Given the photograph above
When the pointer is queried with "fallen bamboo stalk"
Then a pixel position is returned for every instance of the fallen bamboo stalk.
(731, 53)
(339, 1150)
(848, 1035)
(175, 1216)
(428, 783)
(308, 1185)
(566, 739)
● ● ●
* TASK:
Print only these lines, exactly: the one containing "Then a pixel" and all after it to the end of the entries.

* TASK SOLUTION:
Then a pixel position is returned for every instance of the fallen bamboo stalk.
(731, 53)
(339, 1150)
(848, 1035)
(175, 1216)
(428, 783)
(308, 1185)
(566, 739)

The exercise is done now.